**TASK**
Give back the lines below exactly, but do not include any pictures.

-------- THE INPUT

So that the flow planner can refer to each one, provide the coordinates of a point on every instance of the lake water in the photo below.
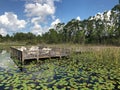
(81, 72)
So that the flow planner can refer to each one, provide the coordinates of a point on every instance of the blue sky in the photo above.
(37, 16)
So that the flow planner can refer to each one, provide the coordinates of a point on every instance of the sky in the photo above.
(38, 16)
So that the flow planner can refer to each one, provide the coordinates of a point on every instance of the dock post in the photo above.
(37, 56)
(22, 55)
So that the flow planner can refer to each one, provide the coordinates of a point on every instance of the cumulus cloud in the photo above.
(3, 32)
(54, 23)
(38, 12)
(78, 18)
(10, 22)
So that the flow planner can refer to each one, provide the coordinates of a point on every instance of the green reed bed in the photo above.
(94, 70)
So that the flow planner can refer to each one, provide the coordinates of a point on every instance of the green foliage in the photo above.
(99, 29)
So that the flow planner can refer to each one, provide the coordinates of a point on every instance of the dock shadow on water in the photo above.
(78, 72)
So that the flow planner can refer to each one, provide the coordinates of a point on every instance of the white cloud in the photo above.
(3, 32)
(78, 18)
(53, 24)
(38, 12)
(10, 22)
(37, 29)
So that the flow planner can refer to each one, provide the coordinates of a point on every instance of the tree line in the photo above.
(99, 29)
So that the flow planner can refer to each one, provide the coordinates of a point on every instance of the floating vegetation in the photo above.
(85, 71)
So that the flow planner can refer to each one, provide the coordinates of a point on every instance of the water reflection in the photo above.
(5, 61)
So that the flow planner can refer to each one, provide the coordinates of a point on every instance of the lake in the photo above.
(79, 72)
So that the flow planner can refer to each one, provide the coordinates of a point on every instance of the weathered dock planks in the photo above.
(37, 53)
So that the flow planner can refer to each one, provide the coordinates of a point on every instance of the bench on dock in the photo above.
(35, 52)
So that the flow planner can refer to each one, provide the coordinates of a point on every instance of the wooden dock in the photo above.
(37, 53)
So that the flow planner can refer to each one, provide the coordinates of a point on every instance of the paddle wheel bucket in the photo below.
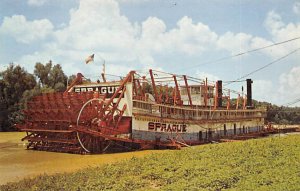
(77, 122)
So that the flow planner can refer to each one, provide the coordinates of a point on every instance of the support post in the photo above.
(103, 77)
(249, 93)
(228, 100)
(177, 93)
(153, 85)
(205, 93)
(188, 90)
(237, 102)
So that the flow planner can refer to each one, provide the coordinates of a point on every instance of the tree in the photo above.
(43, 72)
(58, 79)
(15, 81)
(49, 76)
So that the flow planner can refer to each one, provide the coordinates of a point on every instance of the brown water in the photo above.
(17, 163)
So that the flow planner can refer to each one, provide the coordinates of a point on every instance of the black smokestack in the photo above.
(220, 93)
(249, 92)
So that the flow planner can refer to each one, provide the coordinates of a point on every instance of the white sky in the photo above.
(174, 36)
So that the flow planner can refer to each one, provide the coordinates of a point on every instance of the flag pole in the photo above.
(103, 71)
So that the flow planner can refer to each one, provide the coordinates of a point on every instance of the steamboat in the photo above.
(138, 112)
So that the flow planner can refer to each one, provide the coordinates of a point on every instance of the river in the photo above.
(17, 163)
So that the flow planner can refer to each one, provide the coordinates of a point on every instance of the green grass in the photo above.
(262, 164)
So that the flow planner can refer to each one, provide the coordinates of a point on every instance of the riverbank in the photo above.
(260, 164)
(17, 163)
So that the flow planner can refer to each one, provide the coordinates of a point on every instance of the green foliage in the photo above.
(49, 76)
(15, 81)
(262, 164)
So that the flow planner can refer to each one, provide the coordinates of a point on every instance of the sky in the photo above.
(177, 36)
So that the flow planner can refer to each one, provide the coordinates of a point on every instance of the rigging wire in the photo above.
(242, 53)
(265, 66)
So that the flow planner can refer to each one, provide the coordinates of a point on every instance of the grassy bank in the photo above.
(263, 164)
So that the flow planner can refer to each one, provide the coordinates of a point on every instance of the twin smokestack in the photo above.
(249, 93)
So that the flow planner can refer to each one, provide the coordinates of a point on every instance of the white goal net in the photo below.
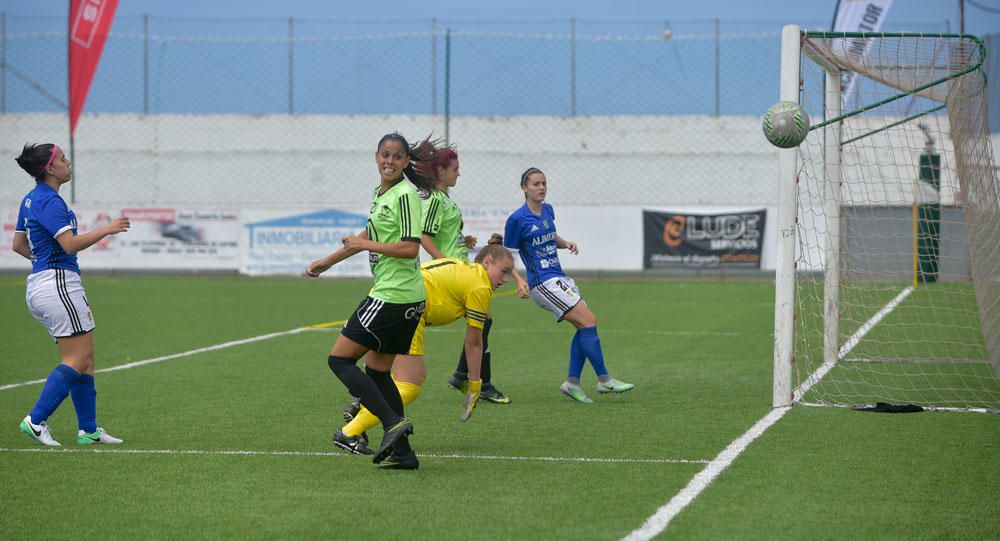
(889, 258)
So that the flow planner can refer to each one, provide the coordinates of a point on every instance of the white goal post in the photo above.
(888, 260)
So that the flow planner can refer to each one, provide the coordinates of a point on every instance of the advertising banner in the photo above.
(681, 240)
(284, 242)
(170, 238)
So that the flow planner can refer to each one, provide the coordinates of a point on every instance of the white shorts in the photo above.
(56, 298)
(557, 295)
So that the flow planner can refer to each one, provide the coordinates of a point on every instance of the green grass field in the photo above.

----------------

**OUTPUT OF THE TASK**
So that the flow planner can refer to each one, provide the coordinates of a point on every instance of the lake water in the photo below.
(81, 72)
So that the flow planner can refer to each one, provide the coordinates of a point on every instance of the blue sky in the photo above.
(37, 16)
So that the flow planner can refer to each one, provide the coordinates of a point on every instance of the sky in the photo above.
(38, 16)
So that the flow planner can refer to each one, provide the coordinates of a point on every instance of the dock post in the photo above.
(37, 56)
(22, 55)
So that the flow planner can refer to each one, provide the coordinates of a point on every instance of the cumulus cloud in the photo above.
(3, 32)
(54, 23)
(38, 12)
(78, 18)
(10, 22)
So that the flow planner can refer to each one, provide the coordinates of a point on every instance of the green reed bed in the photo above.
(94, 70)
So that the flow planner can refer to each one, provide the coordinates of a point on every instance of the green foliage in the photo above.
(99, 29)
So that the flow planner can refer to each one, provide the coordinates of a point on every instance of the dock shadow on water in the photo above.
(78, 72)
So that the flow planner can refer to each one, provide the coordinates of a point on every instance of the white cloud in the photo above.
(3, 32)
(78, 18)
(53, 24)
(38, 12)
(10, 22)
(37, 29)
So that the flow planner can refer to each one, provide the coordinates of a point on every instance of the tree line in the photo above.
(99, 29)
So that the flow planner can refer to each one, provide the coordinates of a point on every instance of the floating vegetation in the photo above.
(85, 71)
So that the flow planner can refer to each one, provide the coordinates of a point on every instance of the water reflection in the photo above.
(5, 61)
So that the flow planner can refer to each one, provide the coordinates of a point on every instance of the lake in the photo above.
(79, 72)
So that the flow planner can refer to each one, provide the coordinates of a point on every instance of the weathered dock planks in the photo above.
(37, 53)
So that the flow planner can refer to each one, provide the coordinates of a point on every instance of the bench on dock in the photo above.
(35, 52)
So that the flow planner can refer to each one, provide the coordinates of a point on every instance of the wooden dock in the photo above.
(37, 53)
So that the flow planner can refer to each one, provide the coordinates of a point on every instance of the paddle wheel bucket in the photo below.
(77, 122)
So that the flow planner can refer to each one, provide the coordinates of a point on every instance of the support post in the photo above.
(103, 77)
(249, 93)
(228, 100)
(177, 93)
(153, 85)
(205, 93)
(188, 90)
(237, 102)
So that the flow planner can refer to each one, provide the coordinates of a point on every instance of the tree in the photo above.
(43, 72)
(58, 79)
(15, 81)
(49, 76)
So that the flow planner can refer to each one, provide the coordinates of a point on every instance of the brown water in the photo above.
(17, 163)
So that the flow planner can refer to each one, provide the coordinates of a point on every instance of the black smokestack in the photo above.
(220, 93)
(249, 92)
So that the flow planner can refer to each one, provide the coordinates of a point on every instance of the white sky in the photo above.
(174, 36)
So that the flow planner can refer to each one, provide the coordinates of a point on every instance of the flag pole in the photo above.
(103, 71)
So that the flow planner can refer to each one, provide the coordinates of a point on every instance of the steamboat in the photo above.
(138, 112)
So that the flow planner can refer to each one, provide the coordinates of a point on every instance of the river in the photo above.
(17, 163)
So that the flow planner can refer to each one, provide the coordinates of a point on every instance of the green grass in the photo above.
(262, 164)
So that the flow planner can refer to each one, provide the coordinates of a point on every instance of the riverbank in the photo above.
(260, 164)
(17, 163)
So that the flow planner can refer to each one, provide the coordinates of a point on every instance of the green foliage in the photo above.
(49, 76)
(15, 81)
(262, 164)
So that the flow planner can refer to each one, provide the coordinates of a point on every instance of the sky in the photo above.
(177, 36)
So that the flow planner can refer to each one, provide the coordinates of a point on every instance of the rigging wire in the photo above.
(242, 53)
(265, 66)
So that the flow planner can refer to each one, provide the coordinates of a point on every instance of the grassy bank in the photo above.
(263, 164)
So that the flow planner can refer to each one, provide the coordinates of a point on every instance of the twin smokestack in the photo above.
(249, 93)
So that the flow planner can refer to each one, provide the coordinates of a point on every instance of the white goal net in the photo below.
(889, 258)
So that the flow planner can refer to each one, provide the coordinates of a point on every instance of the white goal post in the photo above.
(888, 260)
So that the flow planner can refer to each one, provide the coordinates of a point on every instance of the advertising banner in the photo above.
(681, 240)
(284, 242)
(170, 238)
So that the flow planner can refer to each one, provide the coordinates of a point on every instance of the white shorts in the photo above.
(56, 298)
(557, 295)
So that the flow planner can refer to each one, provide the coordinates of a point on every instance of the green grass field in the photo above.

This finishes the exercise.